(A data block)
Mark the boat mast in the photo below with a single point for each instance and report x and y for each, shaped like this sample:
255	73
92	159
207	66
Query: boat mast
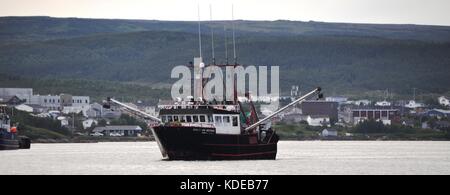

WHAT THE TASK REQUIRES
Reproduce the listing above line for line, without changing anything, and leave out the picture.

SOLUTION FOR THIS TASK
Mark the boat mast in the photo below with a single point for each instance and report x and y for each, shaped like this sample:
255	73
92	159
207	66
Query: boat mast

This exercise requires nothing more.